HINWEISE ZUR ÜBUNG
Zitiere bitte wortgetreu aus dem Text über die geplante Adlerkette den Abschnitt, der mit den Worten „Dass der Vorschlag“ beginnt und mit „Entwurf durchwinken könnte.“ endet.

TEXTBLOCK
----

Die Idee stößt bei Leiter Reber auf Unverständnis – und Sarkasmus. „Die Energie und Kreativität brauchen die Landeshauptleute hoffentlich für wichtigere Dinge. Und auf die Vorlieben ihrer Partner von Fratelli d’Italia, was Symbole und Farben angeht, kann ich verzichten“, stichelt der Abgeordnete.

Er erinnert daran, wie Fugatti regelmäßig ins Schwärmen gerät, wenn die italienische Flugstaffel Frecce Tricolori den Himmel über Trient in die Farben der Tricolore taucht: „Mit einer Adlerkette um den Hals würde dieses Spektakel jeden echten Autonomisten noch peinlicher berühren.“

Leiter Reber kritisiert, dass der Regionalrat genügend echte Baustellen hätte – die Stärkung der Gemeinden, eine Reform des Gemeindewahlgesetzes, die Sicherung der Vollautonomie – anstatt Geld und Energie für Symbolpolitik zu verschwenden. „Der Regionalrat hätte viele konkrete Probleme anzugehen, statt sich mit der Frage zu beschäftigen, welches Metall für die Adlerkette verwendet wird.“

Dass der Vorschlag aus den Reihen der Regierungskoalition stammt und unter anderem auch vom Trientner Landesrat Gottardi unterzeichnet wurde, lässt laut Leiter Reber darauf schließen, dass die Mehrheit den Entwurf durchwinken könnte.

----

AUFGELISTETE EINTRÄGE
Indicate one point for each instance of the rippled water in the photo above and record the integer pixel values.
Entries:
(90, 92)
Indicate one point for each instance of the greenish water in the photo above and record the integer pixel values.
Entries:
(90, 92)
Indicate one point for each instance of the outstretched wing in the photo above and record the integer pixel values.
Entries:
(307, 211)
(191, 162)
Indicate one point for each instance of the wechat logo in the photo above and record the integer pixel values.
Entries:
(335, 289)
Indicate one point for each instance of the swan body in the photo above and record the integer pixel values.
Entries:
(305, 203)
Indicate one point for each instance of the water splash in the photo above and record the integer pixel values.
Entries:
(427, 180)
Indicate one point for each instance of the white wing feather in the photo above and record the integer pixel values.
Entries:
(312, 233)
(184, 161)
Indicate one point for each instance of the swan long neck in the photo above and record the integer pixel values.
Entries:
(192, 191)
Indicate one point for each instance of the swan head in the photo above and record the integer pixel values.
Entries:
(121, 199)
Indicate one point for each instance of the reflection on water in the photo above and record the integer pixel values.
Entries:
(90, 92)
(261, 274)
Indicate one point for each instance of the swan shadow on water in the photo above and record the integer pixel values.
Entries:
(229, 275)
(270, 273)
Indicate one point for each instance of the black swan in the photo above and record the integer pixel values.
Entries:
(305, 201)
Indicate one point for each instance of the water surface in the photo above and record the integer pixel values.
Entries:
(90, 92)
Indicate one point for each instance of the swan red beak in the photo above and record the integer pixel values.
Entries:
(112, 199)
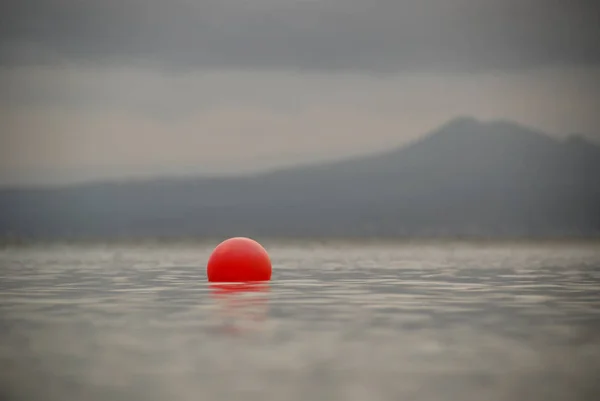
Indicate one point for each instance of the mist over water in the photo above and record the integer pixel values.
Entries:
(449, 321)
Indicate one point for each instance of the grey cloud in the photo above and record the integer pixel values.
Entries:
(373, 35)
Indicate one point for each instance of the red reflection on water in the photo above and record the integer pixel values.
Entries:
(241, 307)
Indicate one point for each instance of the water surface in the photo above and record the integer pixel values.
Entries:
(362, 322)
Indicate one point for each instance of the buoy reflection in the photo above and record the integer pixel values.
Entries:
(241, 308)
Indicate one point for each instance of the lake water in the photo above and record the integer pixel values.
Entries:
(451, 321)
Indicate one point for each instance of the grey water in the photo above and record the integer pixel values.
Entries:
(371, 321)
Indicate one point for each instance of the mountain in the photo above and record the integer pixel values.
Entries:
(467, 178)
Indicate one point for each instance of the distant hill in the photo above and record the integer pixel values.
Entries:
(467, 178)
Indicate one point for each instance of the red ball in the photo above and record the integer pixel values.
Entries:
(239, 259)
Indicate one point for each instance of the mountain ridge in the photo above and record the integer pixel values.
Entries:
(467, 177)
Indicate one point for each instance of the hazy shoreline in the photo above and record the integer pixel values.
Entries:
(308, 241)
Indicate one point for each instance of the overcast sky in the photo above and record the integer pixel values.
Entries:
(114, 88)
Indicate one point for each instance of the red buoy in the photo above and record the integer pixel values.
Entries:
(239, 259)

----

SCHRIFTLICHE ANTWORT
Dass der Vorschlag aus den Reihen der Regierungskoalition stammt und unter anderem auch vom Trientner Landesrat Gottardi unterzeichnet wurde, lässt laut Leiter Reber darauf schließen, dass die Mehrheit den Entwurf durchwinken könnte.